◆ **Required work**
Can you identify every line in the records that contains the word "glass" and copy each of those lines?

+++ Items +++

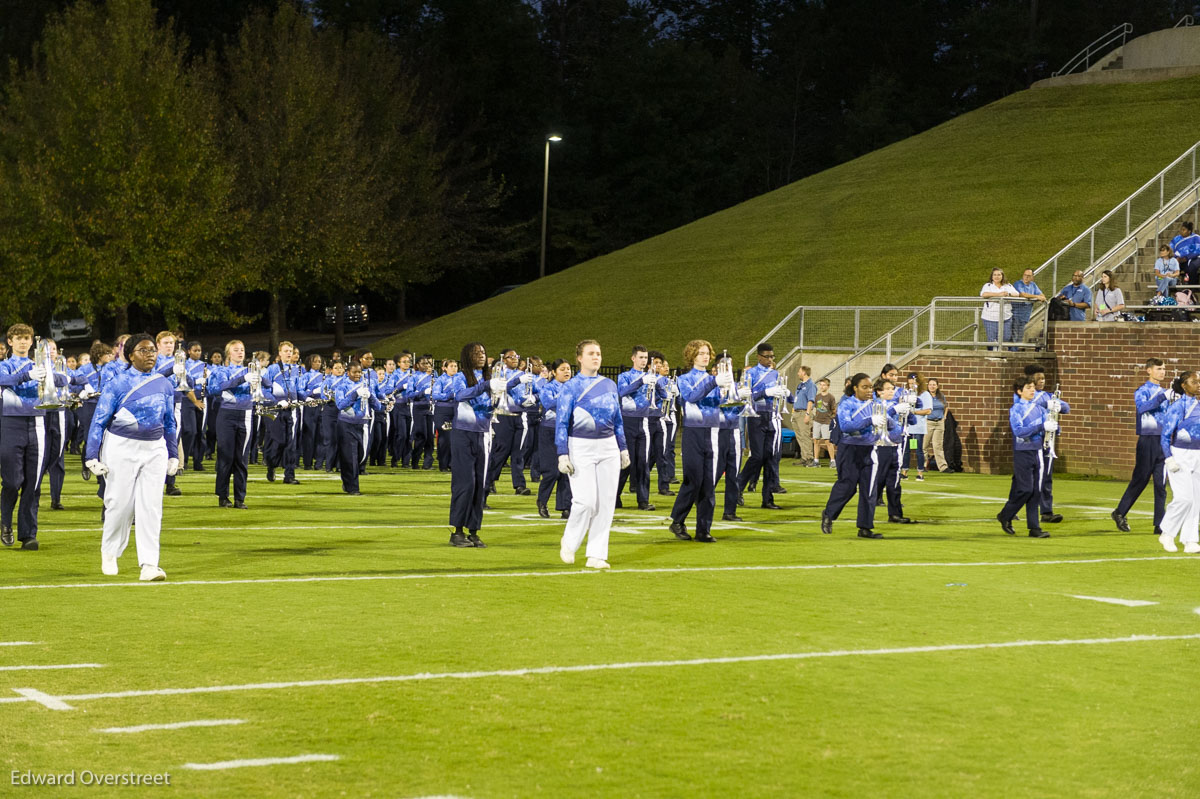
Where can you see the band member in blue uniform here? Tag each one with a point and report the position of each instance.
(551, 478)
(1180, 443)
(23, 436)
(133, 443)
(862, 420)
(637, 386)
(474, 390)
(443, 412)
(1029, 421)
(354, 400)
(1150, 403)
(700, 392)
(235, 385)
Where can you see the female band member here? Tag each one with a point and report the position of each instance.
(471, 442)
(589, 438)
(1181, 448)
(547, 394)
(235, 385)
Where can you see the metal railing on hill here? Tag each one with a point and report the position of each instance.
(1104, 43)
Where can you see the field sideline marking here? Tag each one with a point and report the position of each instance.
(178, 725)
(579, 572)
(600, 667)
(262, 761)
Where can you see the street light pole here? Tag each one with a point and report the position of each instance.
(545, 203)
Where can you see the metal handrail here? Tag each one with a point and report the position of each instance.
(1085, 55)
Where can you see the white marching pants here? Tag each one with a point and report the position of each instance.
(597, 463)
(133, 494)
(1182, 516)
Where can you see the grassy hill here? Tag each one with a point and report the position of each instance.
(1006, 186)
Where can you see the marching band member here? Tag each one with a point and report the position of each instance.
(443, 410)
(765, 431)
(473, 389)
(1151, 403)
(862, 420)
(133, 443)
(23, 451)
(354, 400)
(635, 388)
(1180, 443)
(589, 438)
(700, 392)
(235, 385)
(1029, 420)
(550, 476)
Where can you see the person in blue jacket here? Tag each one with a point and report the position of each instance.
(1029, 422)
(1150, 404)
(589, 439)
(133, 442)
(1180, 442)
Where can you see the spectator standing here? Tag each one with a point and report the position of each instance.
(1077, 296)
(997, 324)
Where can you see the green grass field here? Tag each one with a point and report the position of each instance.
(311, 586)
(1007, 185)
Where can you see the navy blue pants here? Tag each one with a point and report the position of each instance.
(857, 472)
(468, 486)
(763, 440)
(639, 473)
(508, 439)
(1027, 476)
(351, 443)
(233, 451)
(699, 478)
(423, 438)
(280, 443)
(443, 416)
(22, 463)
(551, 479)
(1147, 464)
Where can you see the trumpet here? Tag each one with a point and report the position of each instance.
(47, 392)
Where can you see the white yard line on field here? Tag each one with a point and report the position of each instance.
(591, 667)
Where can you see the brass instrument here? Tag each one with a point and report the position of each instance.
(47, 392)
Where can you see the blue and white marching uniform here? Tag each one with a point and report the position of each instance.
(135, 433)
(588, 427)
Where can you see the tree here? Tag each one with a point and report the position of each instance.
(113, 188)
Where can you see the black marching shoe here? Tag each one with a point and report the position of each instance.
(677, 528)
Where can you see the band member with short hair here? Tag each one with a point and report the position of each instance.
(1029, 421)
(133, 443)
(1151, 404)
(589, 438)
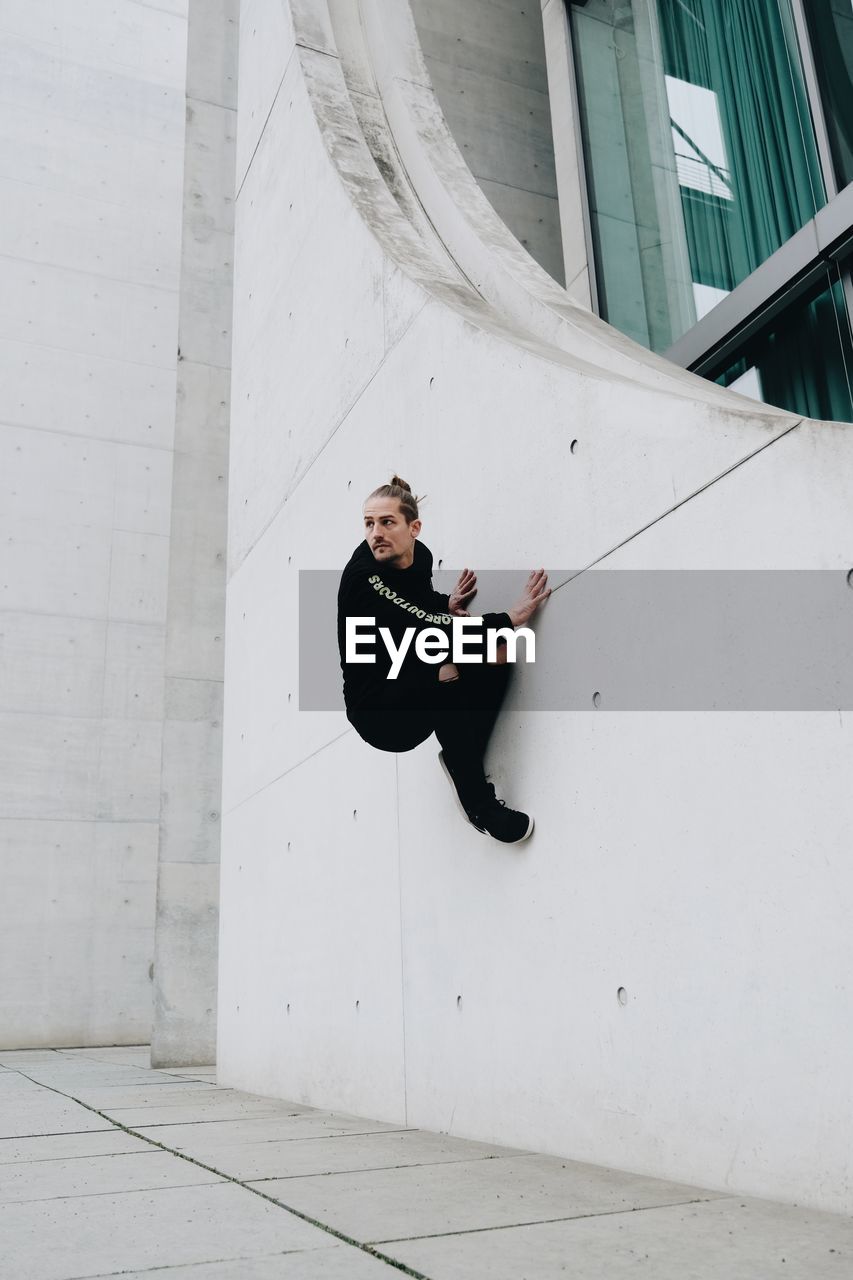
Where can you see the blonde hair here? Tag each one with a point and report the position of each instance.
(400, 490)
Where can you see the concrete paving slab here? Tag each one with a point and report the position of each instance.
(19, 1119)
(200, 1112)
(301, 1159)
(342, 1262)
(141, 1170)
(196, 1072)
(140, 1096)
(81, 1073)
(204, 1134)
(16, 1057)
(142, 1230)
(126, 1055)
(427, 1200)
(69, 1146)
(731, 1238)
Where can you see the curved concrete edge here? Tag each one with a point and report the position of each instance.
(478, 241)
(383, 127)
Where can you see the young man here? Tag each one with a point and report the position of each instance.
(388, 579)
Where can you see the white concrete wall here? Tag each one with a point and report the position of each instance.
(187, 920)
(375, 952)
(91, 161)
(487, 63)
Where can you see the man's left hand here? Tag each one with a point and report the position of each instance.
(463, 594)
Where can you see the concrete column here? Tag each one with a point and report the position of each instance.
(185, 973)
(91, 155)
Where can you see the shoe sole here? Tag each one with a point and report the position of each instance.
(465, 814)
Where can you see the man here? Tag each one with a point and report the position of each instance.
(393, 698)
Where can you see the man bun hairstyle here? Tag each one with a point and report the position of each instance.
(401, 490)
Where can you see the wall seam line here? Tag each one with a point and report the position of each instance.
(402, 954)
(682, 502)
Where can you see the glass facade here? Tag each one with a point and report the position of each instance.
(830, 27)
(804, 362)
(702, 145)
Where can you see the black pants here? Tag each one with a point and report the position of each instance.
(461, 713)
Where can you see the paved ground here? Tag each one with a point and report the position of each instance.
(108, 1168)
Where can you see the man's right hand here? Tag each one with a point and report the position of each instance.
(536, 590)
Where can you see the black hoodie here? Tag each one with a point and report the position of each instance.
(397, 598)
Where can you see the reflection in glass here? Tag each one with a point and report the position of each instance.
(806, 362)
(830, 24)
(699, 151)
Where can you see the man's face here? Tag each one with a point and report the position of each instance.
(389, 538)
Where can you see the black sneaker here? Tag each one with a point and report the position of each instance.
(501, 823)
(492, 817)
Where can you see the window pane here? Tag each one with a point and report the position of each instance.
(699, 151)
(806, 362)
(830, 23)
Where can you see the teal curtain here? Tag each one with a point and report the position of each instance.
(806, 362)
(744, 53)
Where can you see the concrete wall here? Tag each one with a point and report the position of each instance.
(487, 63)
(375, 952)
(187, 922)
(91, 161)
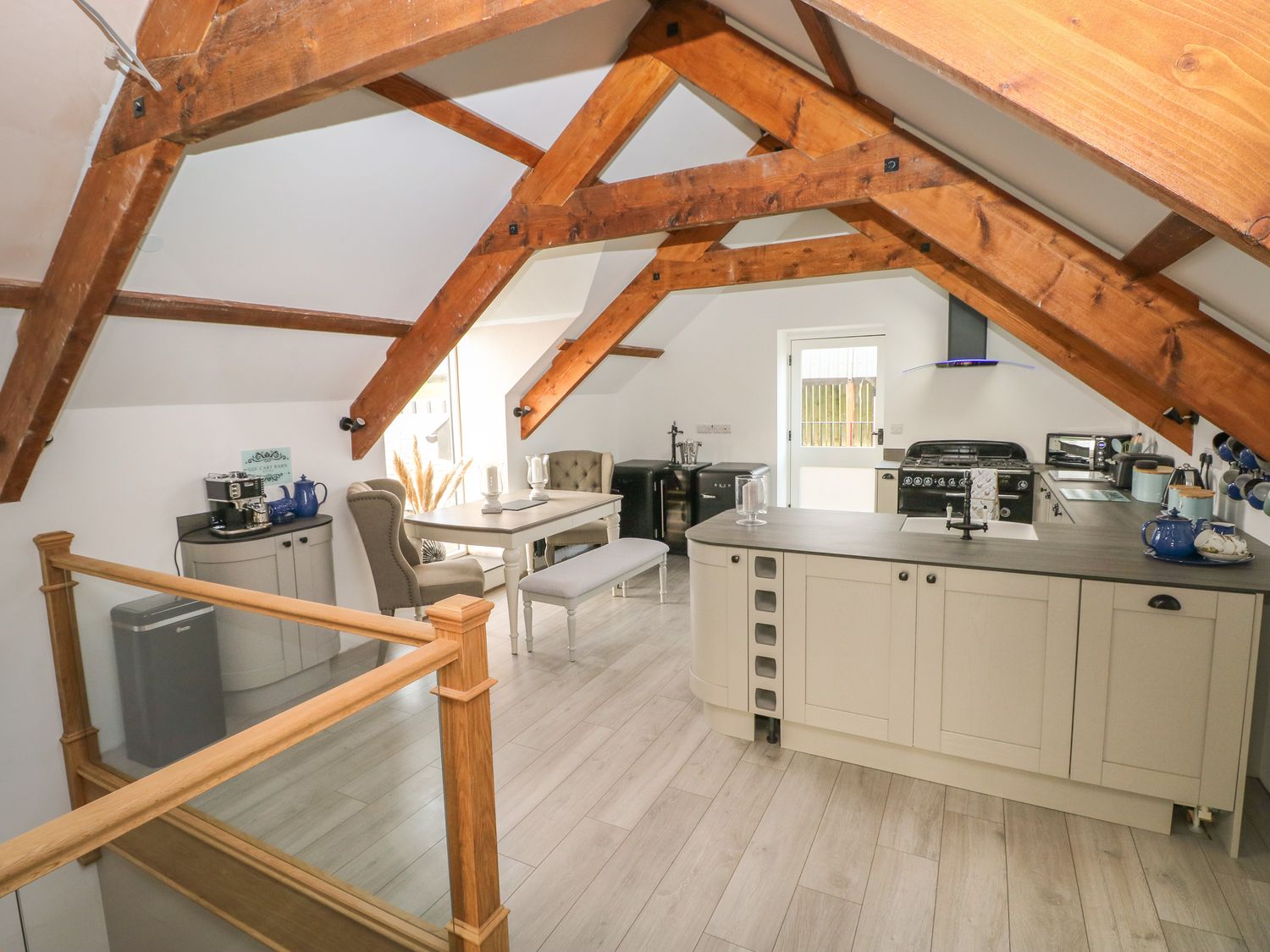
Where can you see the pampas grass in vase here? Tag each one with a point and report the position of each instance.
(426, 492)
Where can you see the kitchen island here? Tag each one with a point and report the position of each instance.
(1069, 672)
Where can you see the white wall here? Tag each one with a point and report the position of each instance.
(726, 367)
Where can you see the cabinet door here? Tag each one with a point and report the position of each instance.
(996, 665)
(1160, 691)
(848, 645)
(254, 649)
(315, 581)
(716, 583)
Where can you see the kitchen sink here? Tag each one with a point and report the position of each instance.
(997, 528)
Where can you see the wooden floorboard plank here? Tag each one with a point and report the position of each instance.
(1250, 903)
(752, 908)
(818, 923)
(549, 893)
(1183, 938)
(1044, 899)
(1181, 881)
(843, 847)
(1114, 895)
(543, 829)
(630, 797)
(605, 911)
(970, 899)
(914, 817)
(899, 904)
(681, 905)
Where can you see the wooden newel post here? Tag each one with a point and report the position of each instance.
(479, 921)
(79, 735)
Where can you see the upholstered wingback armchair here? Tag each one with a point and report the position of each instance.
(584, 471)
(401, 579)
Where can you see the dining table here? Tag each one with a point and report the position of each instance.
(515, 531)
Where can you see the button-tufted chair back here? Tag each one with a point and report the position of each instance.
(583, 470)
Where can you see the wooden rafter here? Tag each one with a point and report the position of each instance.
(649, 353)
(22, 294)
(620, 103)
(114, 205)
(1114, 80)
(262, 58)
(439, 108)
(1145, 324)
(1168, 243)
(726, 192)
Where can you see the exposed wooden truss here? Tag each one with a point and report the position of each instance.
(1143, 324)
(262, 58)
(439, 108)
(649, 353)
(56, 332)
(22, 294)
(1168, 243)
(1115, 81)
(620, 103)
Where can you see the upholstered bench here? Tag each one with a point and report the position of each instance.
(583, 576)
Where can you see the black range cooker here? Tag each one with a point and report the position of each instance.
(935, 472)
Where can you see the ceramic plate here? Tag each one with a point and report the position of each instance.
(1195, 559)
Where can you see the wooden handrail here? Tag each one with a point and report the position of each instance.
(350, 619)
(32, 855)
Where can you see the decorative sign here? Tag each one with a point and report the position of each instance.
(273, 465)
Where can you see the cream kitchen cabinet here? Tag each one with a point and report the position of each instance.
(1162, 680)
(257, 652)
(848, 645)
(996, 663)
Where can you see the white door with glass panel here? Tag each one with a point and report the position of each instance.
(836, 423)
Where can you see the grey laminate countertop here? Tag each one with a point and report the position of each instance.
(1079, 551)
(1102, 515)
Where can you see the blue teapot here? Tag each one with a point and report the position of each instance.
(1173, 536)
(306, 497)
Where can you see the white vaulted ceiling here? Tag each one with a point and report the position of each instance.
(355, 205)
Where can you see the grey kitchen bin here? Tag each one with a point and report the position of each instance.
(169, 677)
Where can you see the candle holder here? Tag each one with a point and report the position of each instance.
(538, 480)
(751, 499)
(492, 490)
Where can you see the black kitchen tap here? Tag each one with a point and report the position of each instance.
(967, 525)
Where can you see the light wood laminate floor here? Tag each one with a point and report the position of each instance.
(627, 824)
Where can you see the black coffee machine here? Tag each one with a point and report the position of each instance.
(236, 502)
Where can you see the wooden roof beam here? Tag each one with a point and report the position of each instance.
(439, 108)
(22, 294)
(263, 58)
(649, 353)
(615, 109)
(1168, 243)
(1165, 94)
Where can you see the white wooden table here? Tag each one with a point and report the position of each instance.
(515, 531)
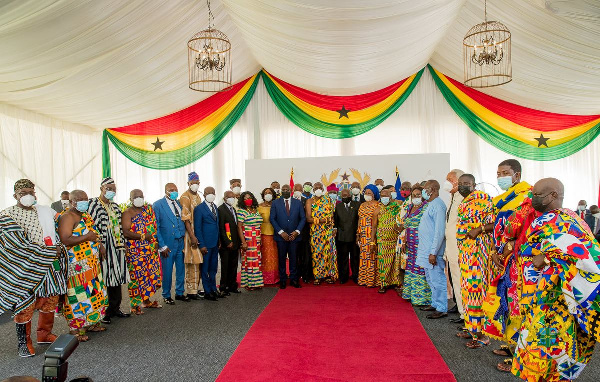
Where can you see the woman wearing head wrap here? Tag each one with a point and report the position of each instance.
(367, 268)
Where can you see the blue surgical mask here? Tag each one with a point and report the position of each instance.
(82, 205)
(109, 195)
(505, 182)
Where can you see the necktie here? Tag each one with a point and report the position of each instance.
(175, 209)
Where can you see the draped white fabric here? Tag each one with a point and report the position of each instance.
(109, 63)
(424, 124)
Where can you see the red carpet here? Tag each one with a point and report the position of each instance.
(326, 333)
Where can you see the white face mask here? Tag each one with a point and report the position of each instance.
(27, 200)
(448, 186)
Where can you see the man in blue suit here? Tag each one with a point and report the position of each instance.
(287, 218)
(206, 228)
(170, 234)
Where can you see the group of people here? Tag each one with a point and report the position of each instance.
(520, 267)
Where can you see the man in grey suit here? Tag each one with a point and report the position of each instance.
(61, 204)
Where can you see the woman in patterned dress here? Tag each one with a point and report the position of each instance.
(249, 221)
(415, 288)
(319, 213)
(270, 260)
(367, 268)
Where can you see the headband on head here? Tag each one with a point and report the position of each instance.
(106, 181)
(23, 183)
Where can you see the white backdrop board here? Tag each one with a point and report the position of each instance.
(347, 169)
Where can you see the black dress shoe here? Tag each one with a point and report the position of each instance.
(122, 315)
(169, 301)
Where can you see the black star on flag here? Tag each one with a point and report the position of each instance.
(343, 112)
(157, 144)
(542, 141)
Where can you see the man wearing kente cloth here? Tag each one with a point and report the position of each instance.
(561, 291)
(86, 298)
(385, 234)
(107, 218)
(319, 213)
(474, 245)
(512, 214)
(37, 223)
(143, 263)
(191, 253)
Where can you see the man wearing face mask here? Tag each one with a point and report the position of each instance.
(85, 284)
(236, 186)
(206, 228)
(357, 196)
(192, 258)
(37, 222)
(593, 220)
(430, 254)
(582, 209)
(60, 205)
(107, 216)
(384, 234)
(277, 188)
(451, 255)
(346, 223)
(287, 218)
(230, 244)
(513, 214)
(139, 227)
(560, 259)
(170, 236)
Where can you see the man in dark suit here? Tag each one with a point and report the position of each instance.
(230, 244)
(170, 233)
(346, 224)
(206, 228)
(287, 218)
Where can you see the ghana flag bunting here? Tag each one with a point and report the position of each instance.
(338, 116)
(180, 138)
(520, 131)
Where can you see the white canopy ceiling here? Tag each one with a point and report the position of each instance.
(108, 63)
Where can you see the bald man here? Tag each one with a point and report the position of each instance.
(561, 293)
(430, 253)
(170, 235)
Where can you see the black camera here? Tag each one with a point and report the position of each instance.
(55, 361)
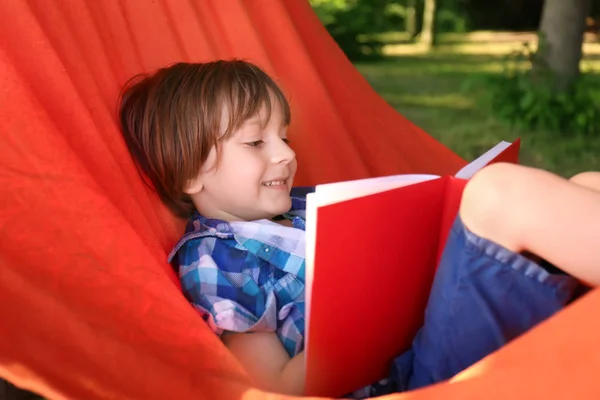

+++

◆ **Final result**
Where can you see the glass facade here? Tag each one with a point and report the position of each instance.
Where can you see the reflection in glass here? Tag each one with a point and report the position of each instance.
Where can you see the white door with glass panel here? Tag each one with a point and report the position of each instance.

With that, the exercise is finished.